== Segment start ==
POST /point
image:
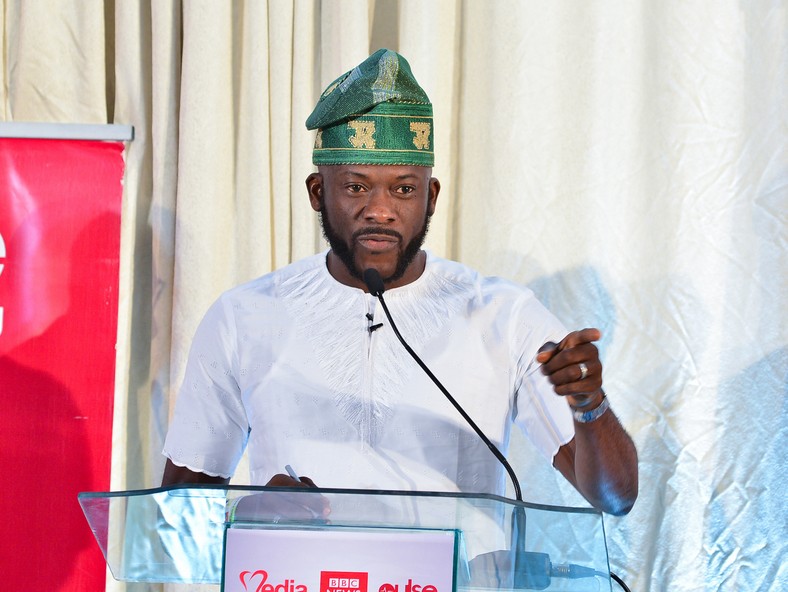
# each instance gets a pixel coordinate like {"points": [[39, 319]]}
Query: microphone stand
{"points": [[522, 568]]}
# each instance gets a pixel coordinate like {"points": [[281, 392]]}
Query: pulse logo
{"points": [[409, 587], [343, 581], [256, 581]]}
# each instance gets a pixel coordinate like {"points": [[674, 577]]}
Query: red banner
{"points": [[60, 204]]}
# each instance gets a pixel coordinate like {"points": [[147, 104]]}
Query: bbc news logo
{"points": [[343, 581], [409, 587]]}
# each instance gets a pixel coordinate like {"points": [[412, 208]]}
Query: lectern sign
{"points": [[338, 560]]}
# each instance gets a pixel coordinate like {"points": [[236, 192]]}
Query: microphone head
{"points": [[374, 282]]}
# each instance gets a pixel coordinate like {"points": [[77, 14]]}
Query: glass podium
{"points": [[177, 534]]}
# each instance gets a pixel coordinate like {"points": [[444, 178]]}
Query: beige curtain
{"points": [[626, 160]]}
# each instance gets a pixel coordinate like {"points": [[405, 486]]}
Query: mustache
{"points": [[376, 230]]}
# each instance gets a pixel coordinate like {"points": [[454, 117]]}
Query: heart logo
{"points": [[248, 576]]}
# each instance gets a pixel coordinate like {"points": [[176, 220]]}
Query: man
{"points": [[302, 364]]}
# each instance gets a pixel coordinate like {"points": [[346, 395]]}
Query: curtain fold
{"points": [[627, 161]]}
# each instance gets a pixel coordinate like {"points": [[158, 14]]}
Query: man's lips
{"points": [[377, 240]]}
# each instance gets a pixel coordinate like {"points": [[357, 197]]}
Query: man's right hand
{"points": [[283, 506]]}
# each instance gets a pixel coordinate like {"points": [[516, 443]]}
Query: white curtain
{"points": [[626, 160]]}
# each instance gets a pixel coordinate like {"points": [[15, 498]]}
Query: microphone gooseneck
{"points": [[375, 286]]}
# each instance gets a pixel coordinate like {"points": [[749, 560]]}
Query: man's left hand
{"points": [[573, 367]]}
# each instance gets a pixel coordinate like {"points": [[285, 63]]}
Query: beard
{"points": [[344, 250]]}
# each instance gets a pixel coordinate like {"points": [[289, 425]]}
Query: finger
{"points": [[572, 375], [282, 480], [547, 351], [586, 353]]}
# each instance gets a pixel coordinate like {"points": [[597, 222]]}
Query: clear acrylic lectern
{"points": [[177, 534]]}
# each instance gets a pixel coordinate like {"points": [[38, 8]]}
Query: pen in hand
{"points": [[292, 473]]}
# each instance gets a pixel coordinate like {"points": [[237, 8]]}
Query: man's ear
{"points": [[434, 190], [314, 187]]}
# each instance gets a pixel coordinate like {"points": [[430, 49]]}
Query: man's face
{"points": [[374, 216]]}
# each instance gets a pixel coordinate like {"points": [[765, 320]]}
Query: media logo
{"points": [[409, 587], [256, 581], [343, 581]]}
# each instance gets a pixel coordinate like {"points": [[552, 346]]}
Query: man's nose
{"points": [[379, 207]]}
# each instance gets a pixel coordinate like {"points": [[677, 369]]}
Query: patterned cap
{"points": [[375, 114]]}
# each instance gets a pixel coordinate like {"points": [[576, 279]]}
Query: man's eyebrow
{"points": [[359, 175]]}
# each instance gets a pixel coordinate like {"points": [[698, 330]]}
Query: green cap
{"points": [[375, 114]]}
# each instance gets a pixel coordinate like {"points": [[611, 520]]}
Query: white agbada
== Segment end ==
What is required
Print the data above in full and exactly as it appears, skipping the pictures.

Reply to the task
POST /point
image:
# each instance gets a pixel coordinate like {"points": [[39, 319]]}
Query: microphone stand
{"points": [[522, 568]]}
# each instance gets a pixel coordinate like {"points": [[281, 392]]}
Query: pulse logo
{"points": [[409, 587], [343, 581], [256, 581]]}
# each instance gets a pixel coordinate like {"points": [[674, 577]]}
Query: red banner
{"points": [[60, 204]]}
# each instance gets a pixel coordinate like {"points": [[147, 104]]}
Query: bbc news logo
{"points": [[343, 581], [409, 587]]}
# each instance gets a pixel coordinate like {"points": [[412, 208]]}
Query: lectern sign
{"points": [[338, 560]]}
# each instance gets a pixel coordinate like {"points": [[236, 192]]}
Query: microphone head
{"points": [[374, 282]]}
# each instance gets a pixel coordinate like {"points": [[77, 14]]}
Query: glass podium
{"points": [[177, 534]]}
# each instance gets a pixel coordinate like {"points": [[444, 178]]}
Query: beige curtain
{"points": [[626, 160]]}
# each instance gets a pixel coordinate like {"points": [[405, 486]]}
Query: mustache
{"points": [[376, 230]]}
# each instance gets a pixel coordinate like {"points": [[454, 117]]}
Query: heart logo
{"points": [[248, 576]]}
# each instance gets a pixel coordinate like {"points": [[176, 220]]}
Query: man
{"points": [[302, 364]]}
# each instance gets a pixel coordinate like {"points": [[346, 395]]}
Query: curtain fold
{"points": [[627, 161]]}
# each instance gets a pixel coordinate like {"points": [[158, 14]]}
Query: man's lips
{"points": [[377, 240]]}
# each instance gets a pixel coordinate like {"points": [[357, 197]]}
Query: man's right hand
{"points": [[283, 506]]}
# each instance gets a pixel coordinate like {"points": [[516, 443]]}
Query: white curtain
{"points": [[626, 160]]}
# each instance gets a pixel coordinate like {"points": [[15, 498]]}
Query: microphone gooseneck
{"points": [[375, 286]]}
# each instance gets a pixel coordinate like {"points": [[749, 560]]}
Query: man's left hand
{"points": [[573, 367]]}
# each instance gets a pixel coordinate like {"points": [[285, 63]]}
Query: beard
{"points": [[344, 250]]}
# each instance gets a pixel coordinate like {"points": [[289, 425]]}
Query: finger
{"points": [[572, 375], [282, 480], [547, 351], [586, 353]]}
# each instance gets a pixel coordinate like {"points": [[597, 222]]}
Query: clear acrylic lectern
{"points": [[177, 534]]}
# each instance gets a pixel coordinate like {"points": [[38, 8]]}
Query: pen in hand
{"points": [[292, 473]]}
# each instance gets a pixel coordinate like {"points": [[237, 8]]}
Query: man's ear
{"points": [[434, 190], [314, 187]]}
# each instance gets a pixel coordinate like {"points": [[430, 49]]}
Query: man's face
{"points": [[374, 216]]}
# each instance gets a pixel coordinate like {"points": [[765, 320]]}
Query: media logo
{"points": [[409, 587], [256, 581], [343, 581]]}
# each instance gets a pixel coordinate like {"points": [[552, 346]]}
Query: man's nose
{"points": [[379, 207]]}
# each instance gets a pixel coordinate like {"points": [[677, 369]]}
Query: patterned cap
{"points": [[375, 114]]}
# each instance gets a pixel coordinate like {"points": [[576, 279]]}
Query: man's eyebrow
{"points": [[359, 175]]}
# each instance gets a pixel coordinate like {"points": [[698, 330]]}
Query: green cap
{"points": [[375, 114]]}
# each instance gets a pixel coordinate like {"points": [[611, 520]]}
Query: white agbada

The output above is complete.